[Named region outline records]
:::

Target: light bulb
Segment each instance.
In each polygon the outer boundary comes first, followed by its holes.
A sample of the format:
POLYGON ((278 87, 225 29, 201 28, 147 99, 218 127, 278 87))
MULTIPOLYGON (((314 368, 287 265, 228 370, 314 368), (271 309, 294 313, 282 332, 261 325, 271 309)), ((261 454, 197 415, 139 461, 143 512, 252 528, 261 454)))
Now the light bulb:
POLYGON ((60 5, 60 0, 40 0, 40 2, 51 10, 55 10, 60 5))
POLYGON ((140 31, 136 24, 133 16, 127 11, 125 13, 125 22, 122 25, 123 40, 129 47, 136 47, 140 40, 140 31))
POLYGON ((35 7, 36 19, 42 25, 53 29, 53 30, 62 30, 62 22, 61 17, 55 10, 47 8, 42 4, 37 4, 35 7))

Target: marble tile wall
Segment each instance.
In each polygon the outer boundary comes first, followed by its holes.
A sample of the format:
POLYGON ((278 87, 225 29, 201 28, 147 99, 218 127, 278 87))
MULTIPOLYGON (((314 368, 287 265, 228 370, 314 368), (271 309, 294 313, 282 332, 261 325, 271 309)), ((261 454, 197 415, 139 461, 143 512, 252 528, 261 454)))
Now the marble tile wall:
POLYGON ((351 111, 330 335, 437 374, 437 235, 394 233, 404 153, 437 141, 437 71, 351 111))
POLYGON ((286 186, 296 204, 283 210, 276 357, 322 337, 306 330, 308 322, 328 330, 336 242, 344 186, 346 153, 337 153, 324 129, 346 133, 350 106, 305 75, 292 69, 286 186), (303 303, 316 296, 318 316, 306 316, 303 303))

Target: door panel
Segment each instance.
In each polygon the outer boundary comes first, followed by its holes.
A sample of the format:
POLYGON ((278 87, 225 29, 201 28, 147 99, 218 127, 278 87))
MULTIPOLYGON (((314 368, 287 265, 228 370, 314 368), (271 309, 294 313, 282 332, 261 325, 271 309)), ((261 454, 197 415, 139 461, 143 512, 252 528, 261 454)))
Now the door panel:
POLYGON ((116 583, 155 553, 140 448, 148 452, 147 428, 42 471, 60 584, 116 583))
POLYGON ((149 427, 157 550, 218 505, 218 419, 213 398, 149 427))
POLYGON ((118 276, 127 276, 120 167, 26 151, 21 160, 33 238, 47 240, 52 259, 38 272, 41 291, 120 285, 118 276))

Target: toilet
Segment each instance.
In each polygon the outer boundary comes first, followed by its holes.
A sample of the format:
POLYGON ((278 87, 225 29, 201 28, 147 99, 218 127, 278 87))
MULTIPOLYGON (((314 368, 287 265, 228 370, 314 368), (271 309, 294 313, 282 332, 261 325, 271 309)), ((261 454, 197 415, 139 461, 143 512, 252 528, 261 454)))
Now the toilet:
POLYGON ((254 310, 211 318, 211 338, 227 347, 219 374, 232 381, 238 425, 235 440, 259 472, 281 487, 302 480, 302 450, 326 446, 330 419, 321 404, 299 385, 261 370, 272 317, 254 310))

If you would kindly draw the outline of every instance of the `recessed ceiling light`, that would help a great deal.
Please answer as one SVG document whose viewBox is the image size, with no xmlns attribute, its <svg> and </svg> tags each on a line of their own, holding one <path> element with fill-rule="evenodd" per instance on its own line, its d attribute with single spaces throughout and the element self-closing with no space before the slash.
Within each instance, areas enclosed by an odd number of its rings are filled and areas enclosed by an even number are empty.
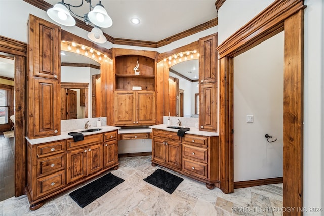
<svg viewBox="0 0 324 216">
<path fill-rule="evenodd" d="M 138 25 L 141 22 L 141 21 L 137 17 L 133 17 L 131 19 L 131 22 L 135 25 Z"/>
</svg>

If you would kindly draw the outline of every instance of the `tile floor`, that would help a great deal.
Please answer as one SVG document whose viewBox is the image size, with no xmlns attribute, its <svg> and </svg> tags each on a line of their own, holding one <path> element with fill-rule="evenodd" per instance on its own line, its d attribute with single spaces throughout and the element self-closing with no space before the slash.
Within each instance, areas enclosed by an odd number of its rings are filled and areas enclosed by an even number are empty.
<svg viewBox="0 0 324 216">
<path fill-rule="evenodd" d="M 225 194 L 163 167 L 152 167 L 149 156 L 119 160 L 119 169 L 111 172 L 125 181 L 83 209 L 68 195 L 70 190 L 34 211 L 29 210 L 25 195 L 6 199 L 0 202 L 0 216 L 282 215 L 282 184 L 238 189 Z M 184 179 L 172 194 L 143 180 L 157 168 Z"/>
</svg>

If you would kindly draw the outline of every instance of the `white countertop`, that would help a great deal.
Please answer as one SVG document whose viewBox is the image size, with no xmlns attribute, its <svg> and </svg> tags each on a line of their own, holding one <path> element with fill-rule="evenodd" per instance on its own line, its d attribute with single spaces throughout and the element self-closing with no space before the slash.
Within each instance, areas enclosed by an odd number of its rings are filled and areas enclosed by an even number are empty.
<svg viewBox="0 0 324 216">
<path fill-rule="evenodd" d="M 112 126 L 102 126 L 100 127 L 90 127 L 88 129 L 96 129 L 96 128 L 102 128 L 102 130 L 94 131 L 91 132 L 82 132 L 84 135 L 90 135 L 91 134 L 97 134 L 99 133 L 107 132 L 111 131 L 117 130 L 120 129 L 120 127 L 114 127 Z M 80 131 L 83 131 L 85 129 L 79 129 L 76 130 L 73 130 L 71 131 L 64 131 L 61 132 L 60 135 L 51 136 L 50 137 L 42 137 L 41 138 L 36 139 L 29 139 L 27 137 L 26 137 L 26 139 L 32 145 L 38 144 L 39 143 L 47 143 L 48 142 L 57 141 L 58 140 L 65 140 L 66 139 L 73 138 L 73 137 L 71 135 L 69 135 L 69 132 L 79 132 Z"/>
<path fill-rule="evenodd" d="M 174 125 L 171 125 L 174 126 Z M 173 131 L 175 132 L 178 132 L 179 129 L 171 129 L 168 128 L 167 127 L 168 126 L 167 124 L 158 124 L 157 125 L 150 126 L 149 127 L 152 129 L 163 129 L 165 131 Z M 175 126 L 177 126 L 177 125 Z M 215 137 L 218 136 L 218 133 L 216 132 L 210 132 L 205 131 L 199 131 L 198 128 L 192 127 L 186 127 L 185 126 L 182 126 L 181 127 L 189 128 L 190 129 L 185 132 L 186 134 L 195 134 L 196 135 L 206 136 L 207 137 Z"/>
</svg>

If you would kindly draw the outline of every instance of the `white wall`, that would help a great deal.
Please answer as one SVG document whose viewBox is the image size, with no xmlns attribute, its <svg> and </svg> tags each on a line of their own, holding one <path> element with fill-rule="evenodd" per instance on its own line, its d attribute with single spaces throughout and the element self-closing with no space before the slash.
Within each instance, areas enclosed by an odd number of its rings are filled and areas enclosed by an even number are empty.
<svg viewBox="0 0 324 216">
<path fill-rule="evenodd" d="M 218 11 L 218 44 L 272 2 L 226 0 Z M 304 4 L 303 201 L 310 209 L 324 208 L 324 2 L 305 0 Z"/>
<path fill-rule="evenodd" d="M 234 181 L 281 177 L 284 32 L 234 58 Z"/>
</svg>

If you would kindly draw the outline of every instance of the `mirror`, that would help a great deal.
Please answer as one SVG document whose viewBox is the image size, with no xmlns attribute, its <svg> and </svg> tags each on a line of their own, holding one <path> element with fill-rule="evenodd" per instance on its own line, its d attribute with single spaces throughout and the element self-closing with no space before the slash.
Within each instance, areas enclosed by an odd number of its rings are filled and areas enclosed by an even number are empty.
<svg viewBox="0 0 324 216">
<path fill-rule="evenodd" d="M 199 60 L 181 61 L 169 68 L 170 116 L 199 117 Z"/>
<path fill-rule="evenodd" d="M 100 64 L 66 51 L 61 52 L 61 120 L 99 117 Z"/>
</svg>

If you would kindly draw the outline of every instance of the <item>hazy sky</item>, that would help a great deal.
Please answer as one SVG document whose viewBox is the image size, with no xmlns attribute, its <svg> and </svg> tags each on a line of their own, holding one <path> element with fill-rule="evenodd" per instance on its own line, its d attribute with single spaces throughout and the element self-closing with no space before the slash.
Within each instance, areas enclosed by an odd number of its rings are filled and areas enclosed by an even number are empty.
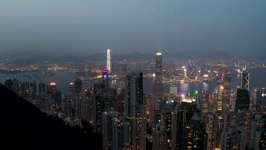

:::

## DESCRIPTION OF THE TASK
Show each line of the rows above that contains the word "panel".

## FINAL RESULT
Target: door panel
Now the door panel:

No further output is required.